** START OF SUPPLIED ENTRIES **
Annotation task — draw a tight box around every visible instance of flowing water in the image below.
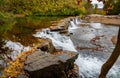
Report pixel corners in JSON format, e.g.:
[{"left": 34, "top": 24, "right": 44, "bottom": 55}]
[
  {"left": 0, "top": 16, "right": 120, "bottom": 78},
  {"left": 34, "top": 18, "right": 120, "bottom": 78}
]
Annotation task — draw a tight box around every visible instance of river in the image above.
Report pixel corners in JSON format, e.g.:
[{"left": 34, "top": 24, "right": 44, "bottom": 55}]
[
  {"left": 1, "top": 18, "right": 120, "bottom": 78},
  {"left": 34, "top": 17, "right": 120, "bottom": 78}
]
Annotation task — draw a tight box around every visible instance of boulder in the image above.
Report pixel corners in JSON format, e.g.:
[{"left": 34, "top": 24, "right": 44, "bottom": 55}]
[
  {"left": 111, "top": 35, "right": 117, "bottom": 45},
  {"left": 23, "top": 50, "right": 78, "bottom": 78}
]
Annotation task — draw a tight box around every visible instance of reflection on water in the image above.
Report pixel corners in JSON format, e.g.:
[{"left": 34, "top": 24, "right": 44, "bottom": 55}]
[
  {"left": 0, "top": 17, "right": 63, "bottom": 74},
  {"left": 35, "top": 18, "right": 120, "bottom": 78}
]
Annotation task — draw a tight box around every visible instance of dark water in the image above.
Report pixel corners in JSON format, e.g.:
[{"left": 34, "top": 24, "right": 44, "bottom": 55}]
[
  {"left": 35, "top": 21, "right": 120, "bottom": 78},
  {"left": 0, "top": 16, "right": 63, "bottom": 74}
]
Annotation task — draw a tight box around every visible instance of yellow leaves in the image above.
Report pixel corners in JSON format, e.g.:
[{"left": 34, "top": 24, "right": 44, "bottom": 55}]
[{"left": 1, "top": 48, "right": 35, "bottom": 78}]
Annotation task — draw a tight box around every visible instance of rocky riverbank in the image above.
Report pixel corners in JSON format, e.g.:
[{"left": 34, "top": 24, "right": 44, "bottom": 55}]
[
  {"left": 2, "top": 17, "right": 79, "bottom": 78},
  {"left": 86, "top": 14, "right": 120, "bottom": 26}
]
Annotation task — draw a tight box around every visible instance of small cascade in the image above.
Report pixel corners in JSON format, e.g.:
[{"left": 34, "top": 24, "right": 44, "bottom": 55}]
[
  {"left": 75, "top": 55, "right": 120, "bottom": 78},
  {"left": 34, "top": 19, "right": 120, "bottom": 78},
  {"left": 5, "top": 41, "right": 30, "bottom": 60},
  {"left": 34, "top": 29, "right": 77, "bottom": 52},
  {"left": 90, "top": 23, "right": 103, "bottom": 29}
]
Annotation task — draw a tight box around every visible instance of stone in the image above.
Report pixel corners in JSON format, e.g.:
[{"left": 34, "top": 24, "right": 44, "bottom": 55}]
[
  {"left": 111, "top": 35, "right": 117, "bottom": 45},
  {"left": 23, "top": 50, "right": 78, "bottom": 78}
]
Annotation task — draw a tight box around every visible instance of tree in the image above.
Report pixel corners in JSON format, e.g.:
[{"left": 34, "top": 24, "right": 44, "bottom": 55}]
[{"left": 99, "top": 28, "right": 120, "bottom": 78}]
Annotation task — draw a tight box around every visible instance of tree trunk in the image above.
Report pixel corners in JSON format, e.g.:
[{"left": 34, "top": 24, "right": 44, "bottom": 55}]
[{"left": 99, "top": 28, "right": 120, "bottom": 78}]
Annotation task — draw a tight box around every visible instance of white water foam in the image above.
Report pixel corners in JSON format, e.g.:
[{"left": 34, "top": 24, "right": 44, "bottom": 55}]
[
  {"left": 34, "top": 29, "right": 77, "bottom": 52},
  {"left": 34, "top": 18, "right": 120, "bottom": 78},
  {"left": 75, "top": 54, "right": 120, "bottom": 78},
  {"left": 90, "top": 23, "right": 103, "bottom": 29},
  {"left": 5, "top": 41, "right": 30, "bottom": 60}
]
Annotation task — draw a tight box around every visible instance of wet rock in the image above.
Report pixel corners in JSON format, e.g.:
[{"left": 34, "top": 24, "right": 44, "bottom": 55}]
[
  {"left": 111, "top": 35, "right": 117, "bottom": 45},
  {"left": 37, "top": 39, "right": 56, "bottom": 53},
  {"left": 24, "top": 50, "right": 78, "bottom": 78}
]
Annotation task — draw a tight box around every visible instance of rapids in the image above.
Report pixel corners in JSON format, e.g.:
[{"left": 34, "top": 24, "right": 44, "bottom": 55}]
[{"left": 34, "top": 18, "right": 120, "bottom": 78}]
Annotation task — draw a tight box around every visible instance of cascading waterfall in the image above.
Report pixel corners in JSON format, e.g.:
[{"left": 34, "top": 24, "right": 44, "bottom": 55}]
[
  {"left": 34, "top": 29, "right": 77, "bottom": 52},
  {"left": 34, "top": 17, "right": 120, "bottom": 78},
  {"left": 5, "top": 41, "right": 31, "bottom": 60}
]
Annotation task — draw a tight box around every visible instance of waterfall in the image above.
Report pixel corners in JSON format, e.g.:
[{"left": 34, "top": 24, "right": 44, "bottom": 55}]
[
  {"left": 34, "top": 17, "right": 120, "bottom": 78},
  {"left": 34, "top": 29, "right": 77, "bottom": 52}
]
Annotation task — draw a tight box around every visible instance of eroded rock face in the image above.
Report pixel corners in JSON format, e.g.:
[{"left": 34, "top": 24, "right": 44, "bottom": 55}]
[
  {"left": 24, "top": 50, "right": 78, "bottom": 78},
  {"left": 111, "top": 35, "right": 117, "bottom": 45}
]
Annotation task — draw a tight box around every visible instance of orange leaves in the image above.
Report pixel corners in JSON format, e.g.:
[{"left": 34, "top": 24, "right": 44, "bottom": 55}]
[{"left": 1, "top": 48, "right": 35, "bottom": 78}]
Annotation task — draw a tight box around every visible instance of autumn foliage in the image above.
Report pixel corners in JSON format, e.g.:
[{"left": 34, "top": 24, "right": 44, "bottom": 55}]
[{"left": 1, "top": 49, "right": 35, "bottom": 78}]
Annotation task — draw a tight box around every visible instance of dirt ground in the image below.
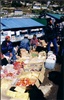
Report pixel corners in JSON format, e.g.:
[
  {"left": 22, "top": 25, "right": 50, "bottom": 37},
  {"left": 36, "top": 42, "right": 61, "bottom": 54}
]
[{"left": 42, "top": 64, "right": 61, "bottom": 100}]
** END OF SUPPLIED ENTRIES **
▸ **REQUIREMENTS**
Pick out every line of the material above that contains the string "tree", and copy each one in full. Case counts.

▸ **EXPECTED ANSWER**
Annotation task — draw a tight box around every visible instance of tree in the image above.
Annotation task — draw a tight box around every visible instance of tree trunk in the image above.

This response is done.